Start of Text under study
MANDATORY FULL BOARD REVIEW
FULL BOARD MEMORANDUM OF DECISION

The Full Board, at its meeting on October 17, 2017, considered the above captioned case for Mandatory Full Board Review of the Board Panel Memorandum of Decision filed December 14, 2016.

ISSUE

The issue presented for Mandatory Full Board Review is whether the claimant's schedule loss of use is subject to apportionment to preexisting osteoarthritis.

The Workers' Compensation Law Judge (WCLJ) found that apportionment applied based on claimant's preexisting osteoarthritis.

The Board Panel majority affirmed the WCLJ.

The dissenting Board Panel member would overrule the holding in Matter of Scally v Ravena Coeymans Selkirk Cent. School Dist., 31 AD3d 836 [2006], and find no apportionment of the claimant's schedule loss of use award in the present case.

The claimant filed an application for Mandatory Full Board Review on January 13, 2017, arguing that the Board Panel majority misapplied the rule in Matter of Scally (31 AD3d 836), as there was no evidence that the claimant's prior non-work-related arthritic condition was disabling in a compensation sense or would have resulted in a schedule loss of use if it had been work related.

The self-insured employer (SIE) filed a rebuttal on February 10, 2017, asserting that apportionment applies in the present case because if the claimant's osteoarthritis had been work related, the claimant would have been entitled to a schedule loss of use award.

Upon review, the Full Board votes to adopt the following findings and conclusions.

FACTS

This claim for an April 2, 2014, injury to claimant's left shoulder was initially controverted by the SIE.

In a May 7, 2014, narrative report, the claimant's treating physician, Dr. Putterman, noted that claimant strained his left shoulder at work on April 2, 2014. The claimant reported having "some problems prior to this episode and had been getting gradually worse." Dr. Putterman referred the claimant to Dr. Simoncic for consultation for total left shoulder replacement.

In a C-4AUTH (Attending Doctor's Request for Authorization) based on a May 19, 2014, examination, Dr. Simoncic requested authorization to perform total left shoulder replacement surgery. Dr. Simoncic reported the claimant's left shoulder range of motion was significantly limited, with forward flexion of 100 degrees, external rotation of 20 degrees, and abduction of 90 degrees. Dr. Simoncic reported that pain from the rotator cuff prevented further testing. Dr. Simoncic found the claimant had post traumatic osteoarthritis of the left shoulder related to the work injury.

Claimant filed a C-3 (Employee Claim) on July 11, 2014, in which he reported injuring his left shoulder on April 2, 2014, when he moved a steel plate. The claimant indicated on the C-3 that he had not previously injured his left shoulder.

On August 26, 2014, the claimant was examined by carrier's consultant, Dr. Levin. In the resulting IME-4 (Independent Examiner's Report of Independent Medical Examination), Dr. Levin diagnosed exacerbation of left shoulder osteoarthritis, opined the claimant's injuries were causally related to the accident that occurred on April 2, 2014, and recommended left shoulder replacement surgery.
End of Text under study
Start of Given data
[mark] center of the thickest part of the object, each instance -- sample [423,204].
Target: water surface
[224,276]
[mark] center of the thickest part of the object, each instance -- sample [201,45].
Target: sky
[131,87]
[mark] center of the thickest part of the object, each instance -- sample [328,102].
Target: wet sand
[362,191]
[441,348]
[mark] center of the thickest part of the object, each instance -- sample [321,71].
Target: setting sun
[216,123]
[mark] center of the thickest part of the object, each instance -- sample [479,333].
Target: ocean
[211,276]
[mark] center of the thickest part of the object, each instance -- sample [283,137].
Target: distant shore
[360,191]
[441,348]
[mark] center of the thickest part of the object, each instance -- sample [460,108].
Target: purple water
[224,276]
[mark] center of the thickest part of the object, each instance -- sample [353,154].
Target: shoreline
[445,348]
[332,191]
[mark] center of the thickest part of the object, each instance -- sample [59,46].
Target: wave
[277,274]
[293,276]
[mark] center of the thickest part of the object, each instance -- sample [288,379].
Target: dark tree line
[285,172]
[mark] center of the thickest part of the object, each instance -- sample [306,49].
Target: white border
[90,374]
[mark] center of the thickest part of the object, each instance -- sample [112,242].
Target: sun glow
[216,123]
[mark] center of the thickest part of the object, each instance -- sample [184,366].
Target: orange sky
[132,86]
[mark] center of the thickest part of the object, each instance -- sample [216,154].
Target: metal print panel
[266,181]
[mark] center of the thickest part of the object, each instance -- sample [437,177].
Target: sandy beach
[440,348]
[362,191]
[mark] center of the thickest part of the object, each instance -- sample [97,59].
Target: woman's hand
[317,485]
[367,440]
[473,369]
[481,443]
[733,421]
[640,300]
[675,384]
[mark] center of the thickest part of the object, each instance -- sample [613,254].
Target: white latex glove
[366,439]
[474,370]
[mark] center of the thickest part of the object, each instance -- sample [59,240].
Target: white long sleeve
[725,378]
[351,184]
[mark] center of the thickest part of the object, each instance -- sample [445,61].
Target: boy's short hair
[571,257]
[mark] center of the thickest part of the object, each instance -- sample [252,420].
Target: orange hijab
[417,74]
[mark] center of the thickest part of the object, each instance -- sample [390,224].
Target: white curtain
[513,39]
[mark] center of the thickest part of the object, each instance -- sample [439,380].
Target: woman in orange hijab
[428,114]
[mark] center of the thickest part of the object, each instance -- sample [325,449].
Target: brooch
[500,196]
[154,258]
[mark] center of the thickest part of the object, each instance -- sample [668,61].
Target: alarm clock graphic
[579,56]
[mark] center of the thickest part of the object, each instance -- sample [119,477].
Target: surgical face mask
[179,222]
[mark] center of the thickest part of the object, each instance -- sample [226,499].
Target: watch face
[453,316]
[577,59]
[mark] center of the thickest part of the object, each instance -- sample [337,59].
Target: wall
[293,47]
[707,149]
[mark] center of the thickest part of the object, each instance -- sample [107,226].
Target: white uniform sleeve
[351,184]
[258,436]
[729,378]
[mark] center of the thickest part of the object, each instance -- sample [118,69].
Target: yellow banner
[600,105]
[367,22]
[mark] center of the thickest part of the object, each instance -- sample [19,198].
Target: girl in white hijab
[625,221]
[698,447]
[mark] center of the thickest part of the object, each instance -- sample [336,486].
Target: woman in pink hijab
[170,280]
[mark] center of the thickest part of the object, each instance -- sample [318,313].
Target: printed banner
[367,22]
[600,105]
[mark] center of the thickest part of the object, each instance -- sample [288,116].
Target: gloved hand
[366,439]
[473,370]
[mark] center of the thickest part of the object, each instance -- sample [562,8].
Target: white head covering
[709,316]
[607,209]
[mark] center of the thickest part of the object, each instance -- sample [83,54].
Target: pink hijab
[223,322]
End of Given data
(Work item)
Return the passage of the Full Board memorandum that starts at the words "The issue presented" and stops after "the present case.", copied word for word.

(Solution to this problem)
The issue presented for Mandatory Full Board Review is whether the claimant's schedule loss of use is subject to apportionment to preexisting osteoarthritis.

The Workers' Compensation Law Judge (WCLJ) found that apportionment applied based on claimant's preexisting osteoarthritis.

The Board Panel majority affirmed the WCLJ.

The dissenting Board Panel member would overrule the holding in Matter of Scally v Ravena Coeymans Selkirk Cent. School Dist., 31 AD3d 836 [2006], and find no apportionment of the claimant's schedule loss of use award in the present case.